• **Objective**: Please tally the lines in the material below that contain the string "spire", and reply with that number alone.

• **Material for the task**:
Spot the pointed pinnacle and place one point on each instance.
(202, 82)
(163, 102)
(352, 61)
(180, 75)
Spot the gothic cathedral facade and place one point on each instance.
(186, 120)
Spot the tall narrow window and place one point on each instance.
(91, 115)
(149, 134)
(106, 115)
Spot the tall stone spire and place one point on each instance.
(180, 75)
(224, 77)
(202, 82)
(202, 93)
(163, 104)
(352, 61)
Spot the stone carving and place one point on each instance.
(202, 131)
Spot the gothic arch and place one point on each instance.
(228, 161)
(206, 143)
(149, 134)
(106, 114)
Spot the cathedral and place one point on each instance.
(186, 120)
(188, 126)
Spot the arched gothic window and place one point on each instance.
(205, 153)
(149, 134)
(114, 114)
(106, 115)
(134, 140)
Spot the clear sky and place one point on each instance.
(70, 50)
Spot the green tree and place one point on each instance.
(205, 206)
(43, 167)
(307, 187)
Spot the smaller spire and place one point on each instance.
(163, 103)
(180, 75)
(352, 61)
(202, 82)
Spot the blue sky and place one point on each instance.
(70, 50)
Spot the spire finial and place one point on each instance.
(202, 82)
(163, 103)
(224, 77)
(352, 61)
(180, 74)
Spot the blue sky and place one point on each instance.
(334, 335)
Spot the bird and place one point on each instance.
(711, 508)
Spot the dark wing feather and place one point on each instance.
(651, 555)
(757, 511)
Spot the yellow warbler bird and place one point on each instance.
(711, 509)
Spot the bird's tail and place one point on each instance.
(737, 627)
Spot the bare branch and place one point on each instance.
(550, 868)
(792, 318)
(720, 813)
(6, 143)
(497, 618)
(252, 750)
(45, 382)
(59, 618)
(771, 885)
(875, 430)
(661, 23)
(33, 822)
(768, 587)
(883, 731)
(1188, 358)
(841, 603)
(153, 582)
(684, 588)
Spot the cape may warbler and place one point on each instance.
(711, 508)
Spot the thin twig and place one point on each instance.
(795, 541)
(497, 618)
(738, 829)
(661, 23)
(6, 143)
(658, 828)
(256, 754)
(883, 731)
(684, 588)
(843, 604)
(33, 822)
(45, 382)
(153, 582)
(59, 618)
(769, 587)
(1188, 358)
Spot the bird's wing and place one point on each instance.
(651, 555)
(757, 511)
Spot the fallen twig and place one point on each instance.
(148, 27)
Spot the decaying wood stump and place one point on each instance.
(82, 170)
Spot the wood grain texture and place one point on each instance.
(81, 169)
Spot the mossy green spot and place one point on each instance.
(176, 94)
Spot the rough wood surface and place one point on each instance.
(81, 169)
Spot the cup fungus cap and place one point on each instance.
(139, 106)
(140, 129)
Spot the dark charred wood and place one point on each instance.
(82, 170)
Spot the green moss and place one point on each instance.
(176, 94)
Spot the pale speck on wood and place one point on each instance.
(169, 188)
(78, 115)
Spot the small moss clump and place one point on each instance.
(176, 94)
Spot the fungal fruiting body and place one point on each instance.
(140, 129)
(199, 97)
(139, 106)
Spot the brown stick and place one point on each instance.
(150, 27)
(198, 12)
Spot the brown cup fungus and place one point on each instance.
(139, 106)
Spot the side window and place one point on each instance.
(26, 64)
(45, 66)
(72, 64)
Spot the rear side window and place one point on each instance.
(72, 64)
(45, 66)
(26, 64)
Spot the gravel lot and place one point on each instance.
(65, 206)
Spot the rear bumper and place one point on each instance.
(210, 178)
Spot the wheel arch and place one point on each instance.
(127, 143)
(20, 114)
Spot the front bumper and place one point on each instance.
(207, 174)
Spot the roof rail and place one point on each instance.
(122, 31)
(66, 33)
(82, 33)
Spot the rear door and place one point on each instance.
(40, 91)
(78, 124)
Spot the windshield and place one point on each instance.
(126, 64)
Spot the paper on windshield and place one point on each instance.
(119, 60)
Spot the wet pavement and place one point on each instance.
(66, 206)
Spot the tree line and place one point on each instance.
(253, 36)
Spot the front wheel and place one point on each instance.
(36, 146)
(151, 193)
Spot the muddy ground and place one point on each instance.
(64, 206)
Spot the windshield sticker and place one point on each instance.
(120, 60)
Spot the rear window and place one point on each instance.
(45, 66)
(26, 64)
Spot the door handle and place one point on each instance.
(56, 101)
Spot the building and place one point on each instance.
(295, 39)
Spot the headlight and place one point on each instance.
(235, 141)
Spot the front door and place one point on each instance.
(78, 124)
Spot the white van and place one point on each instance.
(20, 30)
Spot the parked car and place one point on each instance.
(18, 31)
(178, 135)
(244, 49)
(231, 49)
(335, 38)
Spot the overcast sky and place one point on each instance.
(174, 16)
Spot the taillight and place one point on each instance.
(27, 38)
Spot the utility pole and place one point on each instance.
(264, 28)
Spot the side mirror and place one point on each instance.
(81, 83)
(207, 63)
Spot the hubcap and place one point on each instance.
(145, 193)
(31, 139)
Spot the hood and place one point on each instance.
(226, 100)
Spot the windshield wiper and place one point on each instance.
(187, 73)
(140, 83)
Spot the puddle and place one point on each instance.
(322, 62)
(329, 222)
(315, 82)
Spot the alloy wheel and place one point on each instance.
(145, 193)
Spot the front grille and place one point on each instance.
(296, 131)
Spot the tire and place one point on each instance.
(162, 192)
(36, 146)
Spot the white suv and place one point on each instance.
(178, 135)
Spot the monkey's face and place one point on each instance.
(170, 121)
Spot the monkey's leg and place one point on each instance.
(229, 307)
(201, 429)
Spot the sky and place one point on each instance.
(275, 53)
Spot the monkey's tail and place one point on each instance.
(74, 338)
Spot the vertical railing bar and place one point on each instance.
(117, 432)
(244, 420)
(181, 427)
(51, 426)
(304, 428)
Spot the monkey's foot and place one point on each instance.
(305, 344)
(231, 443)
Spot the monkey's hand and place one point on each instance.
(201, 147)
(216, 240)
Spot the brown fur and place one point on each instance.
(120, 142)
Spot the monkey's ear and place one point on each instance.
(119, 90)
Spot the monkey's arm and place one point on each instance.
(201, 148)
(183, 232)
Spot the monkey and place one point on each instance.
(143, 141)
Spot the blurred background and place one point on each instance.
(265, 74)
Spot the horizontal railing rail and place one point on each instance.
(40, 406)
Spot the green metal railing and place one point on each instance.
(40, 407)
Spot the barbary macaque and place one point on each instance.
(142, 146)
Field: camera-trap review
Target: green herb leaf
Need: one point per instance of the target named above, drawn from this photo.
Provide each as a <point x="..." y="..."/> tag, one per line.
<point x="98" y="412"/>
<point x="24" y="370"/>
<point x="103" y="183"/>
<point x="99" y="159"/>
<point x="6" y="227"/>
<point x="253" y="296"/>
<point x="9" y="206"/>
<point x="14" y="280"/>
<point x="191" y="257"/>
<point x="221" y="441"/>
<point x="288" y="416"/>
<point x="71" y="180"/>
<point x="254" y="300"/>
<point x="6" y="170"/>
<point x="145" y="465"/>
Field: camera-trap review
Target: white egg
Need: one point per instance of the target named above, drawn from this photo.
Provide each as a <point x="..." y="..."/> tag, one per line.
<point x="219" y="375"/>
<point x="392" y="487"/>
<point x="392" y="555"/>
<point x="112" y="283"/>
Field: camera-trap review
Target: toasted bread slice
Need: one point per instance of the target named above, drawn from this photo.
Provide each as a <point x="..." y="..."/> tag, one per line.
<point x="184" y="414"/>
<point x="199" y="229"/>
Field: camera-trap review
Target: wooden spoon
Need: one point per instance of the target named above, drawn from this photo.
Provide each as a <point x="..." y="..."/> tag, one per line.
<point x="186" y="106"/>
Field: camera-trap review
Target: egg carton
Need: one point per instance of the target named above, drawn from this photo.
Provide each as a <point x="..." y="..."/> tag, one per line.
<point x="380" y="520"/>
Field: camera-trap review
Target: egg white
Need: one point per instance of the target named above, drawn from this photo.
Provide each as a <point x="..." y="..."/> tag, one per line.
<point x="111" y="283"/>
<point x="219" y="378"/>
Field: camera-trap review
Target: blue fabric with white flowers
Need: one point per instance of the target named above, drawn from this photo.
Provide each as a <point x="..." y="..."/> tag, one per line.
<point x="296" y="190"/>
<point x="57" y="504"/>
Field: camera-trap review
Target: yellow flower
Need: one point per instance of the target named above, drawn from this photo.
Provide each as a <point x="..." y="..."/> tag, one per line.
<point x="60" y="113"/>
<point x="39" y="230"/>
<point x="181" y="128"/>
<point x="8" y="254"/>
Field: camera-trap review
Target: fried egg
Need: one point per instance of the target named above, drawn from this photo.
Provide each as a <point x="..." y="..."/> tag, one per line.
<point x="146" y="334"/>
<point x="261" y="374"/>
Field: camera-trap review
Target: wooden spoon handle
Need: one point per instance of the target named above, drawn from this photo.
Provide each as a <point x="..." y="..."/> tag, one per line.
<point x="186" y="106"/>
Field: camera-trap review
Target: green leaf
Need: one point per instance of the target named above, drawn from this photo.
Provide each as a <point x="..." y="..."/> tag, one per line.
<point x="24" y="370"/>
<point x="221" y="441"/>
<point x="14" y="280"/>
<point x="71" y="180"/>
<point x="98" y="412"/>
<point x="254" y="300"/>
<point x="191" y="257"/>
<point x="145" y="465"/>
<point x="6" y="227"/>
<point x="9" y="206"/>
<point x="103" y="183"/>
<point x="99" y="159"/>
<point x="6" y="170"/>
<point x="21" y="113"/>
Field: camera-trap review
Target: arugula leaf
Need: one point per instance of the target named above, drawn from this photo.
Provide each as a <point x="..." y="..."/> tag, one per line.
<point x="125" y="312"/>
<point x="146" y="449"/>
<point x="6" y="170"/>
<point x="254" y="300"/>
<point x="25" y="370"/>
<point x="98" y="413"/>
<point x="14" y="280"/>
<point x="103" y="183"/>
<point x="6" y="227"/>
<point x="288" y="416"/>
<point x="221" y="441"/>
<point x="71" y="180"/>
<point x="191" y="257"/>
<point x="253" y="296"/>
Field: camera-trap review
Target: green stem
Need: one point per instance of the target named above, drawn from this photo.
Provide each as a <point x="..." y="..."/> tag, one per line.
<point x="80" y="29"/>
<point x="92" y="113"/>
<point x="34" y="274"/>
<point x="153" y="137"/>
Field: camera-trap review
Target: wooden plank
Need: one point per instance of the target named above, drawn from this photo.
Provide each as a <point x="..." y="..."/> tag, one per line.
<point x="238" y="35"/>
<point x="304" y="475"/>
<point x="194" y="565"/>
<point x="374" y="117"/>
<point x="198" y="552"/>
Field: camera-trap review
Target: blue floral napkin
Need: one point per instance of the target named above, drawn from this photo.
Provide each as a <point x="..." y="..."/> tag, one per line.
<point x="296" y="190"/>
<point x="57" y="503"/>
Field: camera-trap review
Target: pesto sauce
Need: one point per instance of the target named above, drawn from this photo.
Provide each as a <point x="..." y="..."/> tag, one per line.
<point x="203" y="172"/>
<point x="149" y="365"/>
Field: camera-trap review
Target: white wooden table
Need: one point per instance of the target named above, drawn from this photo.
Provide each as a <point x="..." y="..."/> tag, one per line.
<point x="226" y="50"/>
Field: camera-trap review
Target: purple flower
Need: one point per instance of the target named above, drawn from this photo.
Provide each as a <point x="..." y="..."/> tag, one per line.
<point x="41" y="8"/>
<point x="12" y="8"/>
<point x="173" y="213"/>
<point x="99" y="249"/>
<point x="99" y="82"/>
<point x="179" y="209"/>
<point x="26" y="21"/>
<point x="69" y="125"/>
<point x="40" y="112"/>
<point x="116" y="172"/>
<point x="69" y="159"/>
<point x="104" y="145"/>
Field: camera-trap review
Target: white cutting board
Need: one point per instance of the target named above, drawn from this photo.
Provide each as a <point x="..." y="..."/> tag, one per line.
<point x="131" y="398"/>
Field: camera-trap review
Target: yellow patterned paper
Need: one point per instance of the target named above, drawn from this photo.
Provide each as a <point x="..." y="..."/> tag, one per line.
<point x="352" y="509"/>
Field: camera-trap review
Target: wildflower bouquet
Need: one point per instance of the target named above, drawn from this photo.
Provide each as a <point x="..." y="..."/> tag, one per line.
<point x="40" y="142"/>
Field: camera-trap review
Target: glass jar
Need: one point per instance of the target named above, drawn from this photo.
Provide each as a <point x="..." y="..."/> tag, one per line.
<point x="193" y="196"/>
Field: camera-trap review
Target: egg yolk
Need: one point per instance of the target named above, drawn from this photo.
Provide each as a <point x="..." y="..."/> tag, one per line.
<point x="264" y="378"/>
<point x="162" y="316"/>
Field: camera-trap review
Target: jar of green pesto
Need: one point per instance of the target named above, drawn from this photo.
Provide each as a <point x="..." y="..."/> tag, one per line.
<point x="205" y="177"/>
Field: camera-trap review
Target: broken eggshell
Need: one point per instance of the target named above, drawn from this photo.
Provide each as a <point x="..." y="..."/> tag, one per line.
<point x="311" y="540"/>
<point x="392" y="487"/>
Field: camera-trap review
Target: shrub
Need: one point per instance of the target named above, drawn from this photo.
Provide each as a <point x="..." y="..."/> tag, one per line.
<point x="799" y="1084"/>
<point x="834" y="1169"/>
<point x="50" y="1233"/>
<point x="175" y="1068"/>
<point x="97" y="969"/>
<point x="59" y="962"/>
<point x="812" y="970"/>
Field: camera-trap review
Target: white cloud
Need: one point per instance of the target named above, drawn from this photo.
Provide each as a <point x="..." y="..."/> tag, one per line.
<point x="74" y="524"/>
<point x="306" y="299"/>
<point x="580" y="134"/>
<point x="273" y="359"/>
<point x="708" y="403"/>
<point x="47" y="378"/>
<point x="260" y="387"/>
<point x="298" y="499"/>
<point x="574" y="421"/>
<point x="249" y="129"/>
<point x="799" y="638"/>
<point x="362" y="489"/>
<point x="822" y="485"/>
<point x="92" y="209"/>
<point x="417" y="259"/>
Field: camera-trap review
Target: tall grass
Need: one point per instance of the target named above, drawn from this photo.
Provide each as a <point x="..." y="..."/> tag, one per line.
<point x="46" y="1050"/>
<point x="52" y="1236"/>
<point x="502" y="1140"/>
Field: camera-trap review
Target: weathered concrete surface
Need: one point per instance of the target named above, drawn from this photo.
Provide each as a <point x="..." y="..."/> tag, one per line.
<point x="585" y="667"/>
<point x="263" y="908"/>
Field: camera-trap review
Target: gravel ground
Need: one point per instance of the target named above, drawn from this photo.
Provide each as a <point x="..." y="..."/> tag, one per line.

• **Full answer**: 3